■ Problem to solve: Copy the stretch of the listing from its first line through the line containing "[[527, 488]]", both ends included, without changing a character.

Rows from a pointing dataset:
════════════════════
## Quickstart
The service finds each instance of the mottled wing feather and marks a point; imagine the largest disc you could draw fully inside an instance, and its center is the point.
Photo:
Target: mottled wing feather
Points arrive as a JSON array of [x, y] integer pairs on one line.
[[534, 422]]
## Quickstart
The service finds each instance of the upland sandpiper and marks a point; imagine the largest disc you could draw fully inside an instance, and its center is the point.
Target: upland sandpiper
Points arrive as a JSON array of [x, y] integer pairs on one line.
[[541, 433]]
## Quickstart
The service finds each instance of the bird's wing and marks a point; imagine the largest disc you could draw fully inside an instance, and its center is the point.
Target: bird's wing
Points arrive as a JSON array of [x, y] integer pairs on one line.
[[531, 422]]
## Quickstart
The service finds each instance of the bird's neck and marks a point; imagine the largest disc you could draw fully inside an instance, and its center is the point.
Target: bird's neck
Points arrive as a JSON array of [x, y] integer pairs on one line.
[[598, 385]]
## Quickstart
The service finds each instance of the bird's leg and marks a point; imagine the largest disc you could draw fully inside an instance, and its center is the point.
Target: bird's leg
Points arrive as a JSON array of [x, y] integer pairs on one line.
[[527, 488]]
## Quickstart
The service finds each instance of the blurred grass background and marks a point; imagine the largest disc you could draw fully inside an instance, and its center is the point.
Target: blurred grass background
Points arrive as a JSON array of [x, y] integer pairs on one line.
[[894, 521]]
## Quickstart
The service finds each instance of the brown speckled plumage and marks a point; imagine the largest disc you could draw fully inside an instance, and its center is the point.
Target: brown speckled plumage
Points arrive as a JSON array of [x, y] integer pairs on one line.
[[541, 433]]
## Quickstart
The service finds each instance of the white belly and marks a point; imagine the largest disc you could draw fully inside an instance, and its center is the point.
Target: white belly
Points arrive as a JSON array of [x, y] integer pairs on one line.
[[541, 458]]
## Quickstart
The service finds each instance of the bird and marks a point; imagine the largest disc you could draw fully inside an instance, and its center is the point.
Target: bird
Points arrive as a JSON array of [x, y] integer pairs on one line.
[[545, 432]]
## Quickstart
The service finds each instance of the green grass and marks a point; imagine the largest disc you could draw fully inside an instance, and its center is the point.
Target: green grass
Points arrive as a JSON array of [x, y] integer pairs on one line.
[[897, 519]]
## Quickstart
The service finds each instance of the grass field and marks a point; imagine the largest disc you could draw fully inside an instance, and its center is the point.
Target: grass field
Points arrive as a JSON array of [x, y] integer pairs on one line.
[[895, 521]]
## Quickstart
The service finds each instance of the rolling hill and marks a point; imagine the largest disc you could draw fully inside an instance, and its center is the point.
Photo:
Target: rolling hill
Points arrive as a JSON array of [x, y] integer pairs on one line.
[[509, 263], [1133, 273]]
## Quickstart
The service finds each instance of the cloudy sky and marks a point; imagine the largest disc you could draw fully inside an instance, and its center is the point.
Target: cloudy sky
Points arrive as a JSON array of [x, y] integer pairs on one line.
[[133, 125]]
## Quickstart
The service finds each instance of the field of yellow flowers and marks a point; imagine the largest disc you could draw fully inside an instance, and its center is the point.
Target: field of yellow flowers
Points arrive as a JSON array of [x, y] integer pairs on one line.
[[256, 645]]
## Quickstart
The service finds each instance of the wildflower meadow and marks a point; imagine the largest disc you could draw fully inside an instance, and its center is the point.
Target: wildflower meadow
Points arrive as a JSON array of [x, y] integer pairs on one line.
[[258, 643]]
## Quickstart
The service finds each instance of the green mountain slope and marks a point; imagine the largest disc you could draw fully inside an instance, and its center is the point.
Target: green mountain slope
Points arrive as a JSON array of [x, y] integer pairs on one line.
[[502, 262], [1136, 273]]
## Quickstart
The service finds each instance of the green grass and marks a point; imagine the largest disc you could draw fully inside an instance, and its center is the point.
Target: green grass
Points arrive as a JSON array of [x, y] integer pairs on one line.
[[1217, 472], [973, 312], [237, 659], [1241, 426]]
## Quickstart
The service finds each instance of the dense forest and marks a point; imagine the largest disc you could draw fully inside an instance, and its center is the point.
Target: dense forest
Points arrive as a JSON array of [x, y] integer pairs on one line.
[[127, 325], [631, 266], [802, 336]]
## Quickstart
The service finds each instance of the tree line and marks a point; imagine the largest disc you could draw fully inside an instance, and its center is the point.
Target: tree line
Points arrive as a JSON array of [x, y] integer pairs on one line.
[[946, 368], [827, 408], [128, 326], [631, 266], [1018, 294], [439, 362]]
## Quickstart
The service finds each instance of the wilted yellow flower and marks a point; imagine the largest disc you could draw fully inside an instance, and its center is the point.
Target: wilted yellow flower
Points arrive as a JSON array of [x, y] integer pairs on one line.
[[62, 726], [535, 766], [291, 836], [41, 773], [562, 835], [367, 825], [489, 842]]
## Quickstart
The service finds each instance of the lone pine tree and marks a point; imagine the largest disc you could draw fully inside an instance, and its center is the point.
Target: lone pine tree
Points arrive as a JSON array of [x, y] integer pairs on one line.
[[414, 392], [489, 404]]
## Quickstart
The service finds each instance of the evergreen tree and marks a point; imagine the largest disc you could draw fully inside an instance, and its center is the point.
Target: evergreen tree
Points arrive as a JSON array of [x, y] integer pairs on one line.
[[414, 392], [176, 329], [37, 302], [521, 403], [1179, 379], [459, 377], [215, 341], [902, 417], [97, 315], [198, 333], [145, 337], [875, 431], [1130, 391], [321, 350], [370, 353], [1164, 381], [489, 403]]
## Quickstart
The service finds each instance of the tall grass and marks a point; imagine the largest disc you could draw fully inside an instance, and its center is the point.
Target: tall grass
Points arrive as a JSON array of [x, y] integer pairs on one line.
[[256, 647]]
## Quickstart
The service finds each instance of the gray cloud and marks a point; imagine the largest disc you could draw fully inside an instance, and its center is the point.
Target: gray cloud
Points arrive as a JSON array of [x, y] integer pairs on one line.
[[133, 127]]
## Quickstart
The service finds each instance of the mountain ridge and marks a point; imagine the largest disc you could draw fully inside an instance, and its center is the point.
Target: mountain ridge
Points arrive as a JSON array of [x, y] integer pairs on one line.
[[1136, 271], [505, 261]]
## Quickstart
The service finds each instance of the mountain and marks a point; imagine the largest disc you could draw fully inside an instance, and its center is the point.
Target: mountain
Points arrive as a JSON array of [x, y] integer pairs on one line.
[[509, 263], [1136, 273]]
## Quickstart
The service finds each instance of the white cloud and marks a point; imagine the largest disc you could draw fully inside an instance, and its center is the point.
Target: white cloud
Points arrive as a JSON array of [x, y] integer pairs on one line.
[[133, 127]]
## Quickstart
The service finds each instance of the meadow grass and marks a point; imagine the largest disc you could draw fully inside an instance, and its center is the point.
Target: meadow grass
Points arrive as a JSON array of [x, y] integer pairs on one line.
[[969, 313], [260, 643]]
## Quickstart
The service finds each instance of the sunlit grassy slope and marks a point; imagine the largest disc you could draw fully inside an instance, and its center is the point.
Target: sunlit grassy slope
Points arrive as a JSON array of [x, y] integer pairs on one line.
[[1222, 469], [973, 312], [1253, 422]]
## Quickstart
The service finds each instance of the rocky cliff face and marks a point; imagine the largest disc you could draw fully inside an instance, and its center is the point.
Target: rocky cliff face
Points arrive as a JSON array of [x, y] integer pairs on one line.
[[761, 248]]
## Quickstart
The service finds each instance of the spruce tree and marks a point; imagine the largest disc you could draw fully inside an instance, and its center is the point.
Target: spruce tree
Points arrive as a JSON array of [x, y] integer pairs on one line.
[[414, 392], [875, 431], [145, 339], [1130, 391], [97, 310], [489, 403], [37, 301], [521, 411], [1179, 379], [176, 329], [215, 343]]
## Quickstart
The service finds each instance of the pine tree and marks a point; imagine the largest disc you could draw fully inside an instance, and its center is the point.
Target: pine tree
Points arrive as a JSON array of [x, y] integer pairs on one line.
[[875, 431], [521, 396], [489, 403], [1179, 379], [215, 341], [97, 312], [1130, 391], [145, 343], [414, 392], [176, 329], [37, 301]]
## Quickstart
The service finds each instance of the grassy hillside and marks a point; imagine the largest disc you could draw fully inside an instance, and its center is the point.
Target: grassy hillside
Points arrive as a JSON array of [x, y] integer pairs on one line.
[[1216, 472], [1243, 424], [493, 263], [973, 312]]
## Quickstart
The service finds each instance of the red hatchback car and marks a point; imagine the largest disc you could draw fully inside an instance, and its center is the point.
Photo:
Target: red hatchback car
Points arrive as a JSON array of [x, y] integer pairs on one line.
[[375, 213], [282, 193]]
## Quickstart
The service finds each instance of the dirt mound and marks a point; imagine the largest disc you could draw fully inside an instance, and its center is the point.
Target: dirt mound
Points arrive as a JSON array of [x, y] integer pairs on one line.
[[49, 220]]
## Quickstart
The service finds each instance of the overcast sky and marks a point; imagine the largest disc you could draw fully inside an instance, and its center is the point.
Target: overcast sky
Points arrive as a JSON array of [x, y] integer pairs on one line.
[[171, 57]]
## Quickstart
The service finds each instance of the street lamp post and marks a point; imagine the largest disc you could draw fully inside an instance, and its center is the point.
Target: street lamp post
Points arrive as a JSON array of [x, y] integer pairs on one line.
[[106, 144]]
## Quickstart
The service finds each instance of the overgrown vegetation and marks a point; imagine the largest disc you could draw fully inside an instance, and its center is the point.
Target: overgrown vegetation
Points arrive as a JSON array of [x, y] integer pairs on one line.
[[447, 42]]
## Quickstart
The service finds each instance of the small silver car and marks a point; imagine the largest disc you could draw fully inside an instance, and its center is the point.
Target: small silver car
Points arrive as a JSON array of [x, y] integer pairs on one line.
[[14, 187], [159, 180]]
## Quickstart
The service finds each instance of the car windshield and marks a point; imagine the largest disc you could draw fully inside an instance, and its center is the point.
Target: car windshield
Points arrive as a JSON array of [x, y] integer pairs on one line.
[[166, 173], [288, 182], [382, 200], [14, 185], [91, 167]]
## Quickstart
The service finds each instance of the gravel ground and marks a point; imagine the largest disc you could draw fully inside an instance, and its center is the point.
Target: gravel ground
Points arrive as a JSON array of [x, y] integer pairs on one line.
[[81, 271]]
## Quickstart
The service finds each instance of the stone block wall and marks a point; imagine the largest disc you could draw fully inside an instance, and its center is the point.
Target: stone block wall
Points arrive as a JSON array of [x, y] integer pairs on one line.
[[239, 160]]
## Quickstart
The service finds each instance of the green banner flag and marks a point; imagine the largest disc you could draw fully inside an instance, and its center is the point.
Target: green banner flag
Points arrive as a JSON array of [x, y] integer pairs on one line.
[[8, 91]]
════════════════════
■ Written answer:
## Quickstart
The service finds each instance of the mottled wing feather and marks a point; imagine the largest disc you could draw fully inside an instance, and its center is the point.
Photo:
Target: mottled wing feather
Points arrive as a JSON array of [x, y] integer pairs on one line.
[[534, 422]]
## Quickstart
The service finds each instance of the upland sandpiper and marks a point; imagine the largest disc you could draw fully inside an instance, and its center is the point.
Target: upland sandpiper
Points arrive as a JSON array of [x, y] integer pairs on one line.
[[541, 433]]
## Quickstart
The service finds each instance of the bird's wing and marks a point; imagine the largest disc you could draw fully inside an instance, and its center is the point.
Target: bird's wing
Points arrive as a JSON array of [x, y] integer pairs on one line.
[[531, 422]]
## Quickstart
The service finds each instance of the bird's neck and marks a point; imagine the largest disc you could draw fully inside an instance, and its center is the point.
Target: bird's neck
Points arrive as a JSON array of [x, y] integer pairs on one line.
[[598, 385]]
## Quickstart
The service finds each instance of the bird's leg and marks a point; imagine the largest disc you could draw fully inside an instance, and its center is the point.
Target: bird's leg
Points arrive as a JSON array of [x, y] integer pairs on one line.
[[527, 488]]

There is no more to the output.